_IN COSA CONSISTE_: Trasforma in un elenco numerato la parte del materiale che va dall'inizio fino alla riga che contiene "<point>234,115</point>", estremi inclusi, omettendo le righe vuote.

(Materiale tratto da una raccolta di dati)
━━━━━━━━━━━━━━━━

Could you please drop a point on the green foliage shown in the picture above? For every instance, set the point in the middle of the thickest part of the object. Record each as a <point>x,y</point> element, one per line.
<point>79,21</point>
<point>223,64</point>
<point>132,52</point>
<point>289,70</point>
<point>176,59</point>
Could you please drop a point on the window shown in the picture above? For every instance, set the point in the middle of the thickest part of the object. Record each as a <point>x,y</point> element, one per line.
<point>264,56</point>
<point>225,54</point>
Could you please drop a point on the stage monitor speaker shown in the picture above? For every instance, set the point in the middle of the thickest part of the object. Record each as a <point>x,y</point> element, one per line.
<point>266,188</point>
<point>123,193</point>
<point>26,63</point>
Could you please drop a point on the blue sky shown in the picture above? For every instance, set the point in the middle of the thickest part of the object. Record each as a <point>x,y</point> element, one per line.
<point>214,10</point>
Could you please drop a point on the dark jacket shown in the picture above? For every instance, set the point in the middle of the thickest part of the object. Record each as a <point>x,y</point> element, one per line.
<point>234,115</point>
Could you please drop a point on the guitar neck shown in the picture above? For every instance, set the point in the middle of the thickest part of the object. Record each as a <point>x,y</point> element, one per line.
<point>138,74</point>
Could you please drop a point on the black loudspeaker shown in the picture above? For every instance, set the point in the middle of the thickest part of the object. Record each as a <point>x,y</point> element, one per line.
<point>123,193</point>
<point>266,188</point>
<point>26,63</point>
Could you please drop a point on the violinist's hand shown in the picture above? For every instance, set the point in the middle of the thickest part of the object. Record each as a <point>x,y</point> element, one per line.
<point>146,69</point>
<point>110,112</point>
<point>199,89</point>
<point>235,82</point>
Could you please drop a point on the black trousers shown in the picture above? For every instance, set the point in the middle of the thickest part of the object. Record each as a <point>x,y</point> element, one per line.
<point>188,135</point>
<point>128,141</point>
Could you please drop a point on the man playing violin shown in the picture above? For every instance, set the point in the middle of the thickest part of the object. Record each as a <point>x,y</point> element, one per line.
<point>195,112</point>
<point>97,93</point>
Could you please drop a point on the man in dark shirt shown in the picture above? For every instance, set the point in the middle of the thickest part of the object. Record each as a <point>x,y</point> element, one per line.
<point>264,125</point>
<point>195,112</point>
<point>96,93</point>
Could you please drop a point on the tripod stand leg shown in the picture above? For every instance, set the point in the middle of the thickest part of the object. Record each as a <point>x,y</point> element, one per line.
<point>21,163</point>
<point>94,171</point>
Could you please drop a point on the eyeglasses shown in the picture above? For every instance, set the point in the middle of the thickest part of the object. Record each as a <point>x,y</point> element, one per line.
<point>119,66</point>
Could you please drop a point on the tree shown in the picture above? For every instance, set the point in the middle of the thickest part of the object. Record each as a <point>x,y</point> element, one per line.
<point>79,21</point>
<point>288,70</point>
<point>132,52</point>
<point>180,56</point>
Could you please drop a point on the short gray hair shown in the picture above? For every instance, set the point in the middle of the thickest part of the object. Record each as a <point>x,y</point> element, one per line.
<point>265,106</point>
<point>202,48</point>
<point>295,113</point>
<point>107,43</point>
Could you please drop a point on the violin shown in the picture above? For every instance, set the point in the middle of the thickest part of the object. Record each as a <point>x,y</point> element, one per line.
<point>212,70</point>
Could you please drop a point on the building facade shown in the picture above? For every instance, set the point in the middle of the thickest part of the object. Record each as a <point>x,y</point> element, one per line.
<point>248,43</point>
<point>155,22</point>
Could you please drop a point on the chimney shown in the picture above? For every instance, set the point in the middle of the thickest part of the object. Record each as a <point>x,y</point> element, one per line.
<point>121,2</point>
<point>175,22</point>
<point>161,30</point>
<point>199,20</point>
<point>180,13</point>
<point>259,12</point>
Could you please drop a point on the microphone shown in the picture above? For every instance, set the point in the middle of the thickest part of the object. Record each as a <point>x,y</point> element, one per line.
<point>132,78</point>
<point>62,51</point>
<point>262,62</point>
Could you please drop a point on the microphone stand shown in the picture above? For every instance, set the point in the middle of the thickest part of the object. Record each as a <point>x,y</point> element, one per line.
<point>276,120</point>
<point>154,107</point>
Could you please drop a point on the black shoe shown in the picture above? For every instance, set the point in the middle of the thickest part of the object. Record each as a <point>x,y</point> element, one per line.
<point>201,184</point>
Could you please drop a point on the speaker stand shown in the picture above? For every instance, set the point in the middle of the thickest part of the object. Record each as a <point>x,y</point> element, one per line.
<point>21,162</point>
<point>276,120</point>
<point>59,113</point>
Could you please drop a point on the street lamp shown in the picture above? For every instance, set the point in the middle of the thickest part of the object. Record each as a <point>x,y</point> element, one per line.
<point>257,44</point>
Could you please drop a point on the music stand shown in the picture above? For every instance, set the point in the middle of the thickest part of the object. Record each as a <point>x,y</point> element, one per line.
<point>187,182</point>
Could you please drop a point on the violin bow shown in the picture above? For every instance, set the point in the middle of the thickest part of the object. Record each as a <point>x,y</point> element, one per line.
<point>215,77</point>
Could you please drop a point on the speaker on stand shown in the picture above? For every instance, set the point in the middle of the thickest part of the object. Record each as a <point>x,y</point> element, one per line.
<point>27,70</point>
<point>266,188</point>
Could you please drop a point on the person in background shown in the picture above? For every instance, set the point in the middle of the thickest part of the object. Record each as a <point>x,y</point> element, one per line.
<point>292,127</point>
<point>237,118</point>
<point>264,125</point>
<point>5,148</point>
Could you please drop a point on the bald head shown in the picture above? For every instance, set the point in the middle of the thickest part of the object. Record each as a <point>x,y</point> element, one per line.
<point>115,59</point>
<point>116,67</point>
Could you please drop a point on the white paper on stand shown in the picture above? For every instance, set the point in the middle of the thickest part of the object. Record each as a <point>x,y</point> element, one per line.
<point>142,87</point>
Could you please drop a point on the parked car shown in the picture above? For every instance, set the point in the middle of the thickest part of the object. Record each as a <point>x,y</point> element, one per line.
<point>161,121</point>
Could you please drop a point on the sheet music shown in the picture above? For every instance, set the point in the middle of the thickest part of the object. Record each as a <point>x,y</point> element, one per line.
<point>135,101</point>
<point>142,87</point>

━━━━━━━━━━━━━━━━

_RISULTATO DELL'ESERCIZIO_:
1. Could you please drop a point on the green foliage shown in the picture above? For every instance, set the point in the middle of the thickest part of the object. Record each as a <point>x,y</point> element, one per line.
2. <point>79,21</point>
3. <point>223,64</point>
4. <point>132,52</point>
5. <point>289,70</point>
6. <point>176,59</point>
7. Could you please drop a point on the window shown in the picture above? For every instance, set the point in the middle of the thickest part of the object. Record each as a <point>x,y</point> element, one per line.
8. <point>264,56</point>
9. <point>225,54</point>
10. Could you please drop a point on the stage monitor speaker shown in the picture above? For every instance, set the point in the middle of the thickest part of the object. Record each as a <point>x,y</point> element, one per line.
11. <point>266,188</point>
12. <point>123,193</point>
13. <point>26,63</point>
14. Could you please drop a point on the blue sky shown in the picture above? For every instance, set the point in the middle of the thickest part of the object. Record each as a <point>x,y</point> element, one per line.
15. <point>214,10</point>
16. Could you please drop a point on the dark jacket shown in the picture above? For every instance, set the point in the middle of the thickest part of the object. Record each as a <point>x,y</point> element, one per line.
17. <point>234,115</point>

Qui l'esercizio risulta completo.